(Image records with labeled regions)
## BEGIN

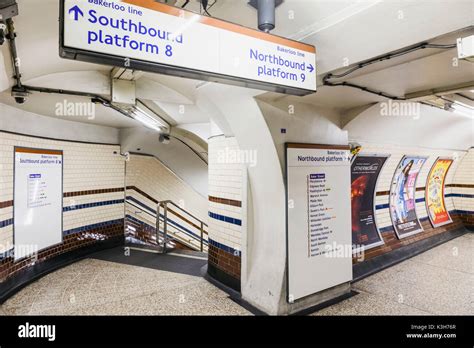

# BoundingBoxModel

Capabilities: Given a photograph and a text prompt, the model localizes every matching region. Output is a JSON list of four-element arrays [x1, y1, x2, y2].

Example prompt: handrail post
[[201, 221, 204, 252], [163, 202, 168, 254]]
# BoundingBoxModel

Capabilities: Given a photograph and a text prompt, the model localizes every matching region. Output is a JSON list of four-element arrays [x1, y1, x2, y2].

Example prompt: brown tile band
[[127, 186, 158, 204], [209, 196, 242, 208], [168, 208, 209, 234]]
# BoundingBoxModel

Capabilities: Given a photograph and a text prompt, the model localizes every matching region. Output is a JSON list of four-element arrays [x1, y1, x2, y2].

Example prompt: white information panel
[[61, 0, 316, 94], [286, 144, 352, 302], [14, 147, 63, 260]]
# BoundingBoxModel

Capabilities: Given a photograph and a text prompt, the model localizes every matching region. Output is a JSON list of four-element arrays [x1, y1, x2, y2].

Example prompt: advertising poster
[[390, 156, 426, 238], [286, 143, 352, 303], [351, 155, 388, 249], [425, 158, 453, 227]]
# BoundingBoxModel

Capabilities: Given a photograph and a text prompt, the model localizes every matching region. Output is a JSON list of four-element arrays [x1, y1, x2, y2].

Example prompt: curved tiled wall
[[208, 136, 247, 290]]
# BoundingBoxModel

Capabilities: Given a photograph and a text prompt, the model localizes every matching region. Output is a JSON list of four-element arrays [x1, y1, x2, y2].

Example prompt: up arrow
[[69, 5, 84, 21]]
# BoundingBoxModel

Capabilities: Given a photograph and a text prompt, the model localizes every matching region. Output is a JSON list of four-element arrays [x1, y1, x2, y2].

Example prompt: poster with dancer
[[390, 156, 427, 239], [425, 158, 453, 227], [351, 154, 388, 249]]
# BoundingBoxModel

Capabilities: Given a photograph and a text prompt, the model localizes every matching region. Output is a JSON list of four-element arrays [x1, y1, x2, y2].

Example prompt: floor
[[0, 233, 474, 315], [313, 233, 474, 315]]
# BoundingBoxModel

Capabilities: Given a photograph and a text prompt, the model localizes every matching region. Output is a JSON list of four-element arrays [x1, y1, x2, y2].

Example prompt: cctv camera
[[121, 152, 130, 162], [12, 86, 28, 104]]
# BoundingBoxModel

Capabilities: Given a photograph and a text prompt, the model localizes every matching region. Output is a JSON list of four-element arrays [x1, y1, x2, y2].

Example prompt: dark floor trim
[[201, 263, 268, 316], [207, 263, 240, 292], [352, 227, 468, 283], [0, 236, 124, 304], [290, 290, 359, 316]]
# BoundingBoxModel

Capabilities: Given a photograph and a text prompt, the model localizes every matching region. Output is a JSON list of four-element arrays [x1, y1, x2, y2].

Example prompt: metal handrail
[[158, 200, 208, 227], [127, 200, 209, 253], [157, 200, 209, 253]]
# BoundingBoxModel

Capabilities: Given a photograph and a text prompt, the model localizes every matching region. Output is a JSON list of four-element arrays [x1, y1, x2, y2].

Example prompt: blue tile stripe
[[445, 193, 474, 198], [209, 211, 242, 226], [126, 209, 208, 245], [63, 199, 124, 213], [63, 219, 123, 236], [0, 248, 13, 261], [209, 239, 242, 257], [0, 218, 13, 228], [127, 197, 207, 243], [127, 196, 156, 215]]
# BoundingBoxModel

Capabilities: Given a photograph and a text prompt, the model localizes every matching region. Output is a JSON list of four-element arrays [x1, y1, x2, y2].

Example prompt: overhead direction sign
[[60, 0, 316, 95]]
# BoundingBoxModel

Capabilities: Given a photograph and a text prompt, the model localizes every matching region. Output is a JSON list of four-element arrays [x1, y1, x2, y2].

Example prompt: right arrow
[[69, 5, 84, 21]]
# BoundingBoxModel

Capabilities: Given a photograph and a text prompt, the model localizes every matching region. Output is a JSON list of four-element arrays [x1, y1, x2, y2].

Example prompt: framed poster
[[390, 156, 427, 239], [351, 154, 389, 250], [425, 157, 453, 227], [13, 147, 63, 261], [286, 144, 352, 303]]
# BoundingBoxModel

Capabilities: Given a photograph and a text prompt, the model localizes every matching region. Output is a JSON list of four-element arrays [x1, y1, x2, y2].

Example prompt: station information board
[[286, 144, 352, 302], [13, 147, 63, 261]]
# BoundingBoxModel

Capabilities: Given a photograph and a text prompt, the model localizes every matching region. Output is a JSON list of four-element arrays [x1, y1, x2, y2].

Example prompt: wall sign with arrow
[[60, 0, 316, 95]]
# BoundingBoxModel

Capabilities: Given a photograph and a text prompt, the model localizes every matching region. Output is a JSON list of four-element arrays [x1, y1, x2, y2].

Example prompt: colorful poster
[[390, 156, 426, 238], [351, 155, 388, 249], [425, 158, 453, 227]]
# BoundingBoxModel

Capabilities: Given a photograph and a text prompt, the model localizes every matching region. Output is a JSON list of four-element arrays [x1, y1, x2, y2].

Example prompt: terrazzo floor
[[0, 233, 474, 315]]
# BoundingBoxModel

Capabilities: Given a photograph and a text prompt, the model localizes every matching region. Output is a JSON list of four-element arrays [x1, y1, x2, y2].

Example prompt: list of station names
[[308, 173, 336, 257]]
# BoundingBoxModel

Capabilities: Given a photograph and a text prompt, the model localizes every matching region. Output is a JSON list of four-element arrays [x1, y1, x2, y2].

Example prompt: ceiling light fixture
[[451, 102, 474, 118], [131, 106, 169, 132]]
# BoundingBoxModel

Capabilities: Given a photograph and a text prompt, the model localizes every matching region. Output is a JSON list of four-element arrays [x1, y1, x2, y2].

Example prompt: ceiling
[[0, 0, 474, 128]]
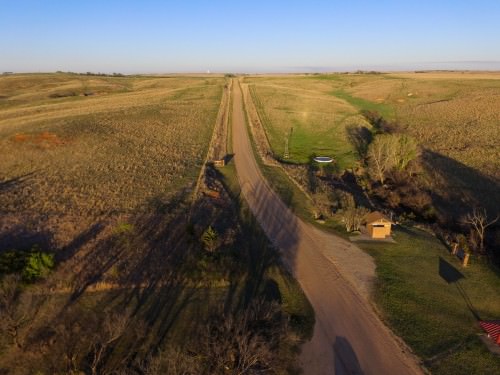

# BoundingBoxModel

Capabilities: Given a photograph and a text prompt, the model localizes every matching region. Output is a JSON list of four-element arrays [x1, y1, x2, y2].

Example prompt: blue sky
[[0, 0, 500, 73]]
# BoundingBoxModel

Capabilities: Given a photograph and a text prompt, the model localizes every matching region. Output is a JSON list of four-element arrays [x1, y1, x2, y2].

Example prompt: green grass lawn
[[360, 228, 500, 375], [250, 85, 359, 169]]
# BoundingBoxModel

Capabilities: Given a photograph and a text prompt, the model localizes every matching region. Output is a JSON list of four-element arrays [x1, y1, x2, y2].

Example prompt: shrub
[[22, 251, 54, 282], [201, 226, 219, 253]]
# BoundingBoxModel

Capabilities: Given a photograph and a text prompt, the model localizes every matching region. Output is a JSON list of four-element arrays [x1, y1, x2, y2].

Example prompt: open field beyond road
[[232, 80, 420, 375]]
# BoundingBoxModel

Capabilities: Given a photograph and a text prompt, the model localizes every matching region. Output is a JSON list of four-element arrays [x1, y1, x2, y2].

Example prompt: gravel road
[[232, 80, 423, 375]]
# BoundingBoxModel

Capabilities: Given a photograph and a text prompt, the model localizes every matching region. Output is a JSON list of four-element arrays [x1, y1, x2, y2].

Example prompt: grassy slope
[[240, 75, 500, 374], [0, 75, 223, 213], [361, 227, 500, 375], [245, 79, 363, 168]]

## END

**WHAT YOU SHOULD DO**
Rewrite the records from the start through the line containing "208, 209, 234]]", both ends included, keeping the requests and adding 99 to every coordinate in the answers. Leave the pictures out.

**RESULT**
# BoundingBoxModel

Capabilities: Given a photograph and a text prompt, the model localizes every matching region. Output is a JSON list of four-element arrays [x1, y1, x2, y2].

Example prompt: handrail post
[[300, 320, 303, 351], [262, 301, 267, 353]]
# BoundingBoxModel

Capabilities: Given a photograph and a text prompt, the model localizes every matching region. Output is a JSON list of four-element arrays [x1, y1, x2, y2].

Example prompt: brown tile band
[[226, 285, 257, 303], [308, 295, 341, 307], [267, 307, 308, 333]]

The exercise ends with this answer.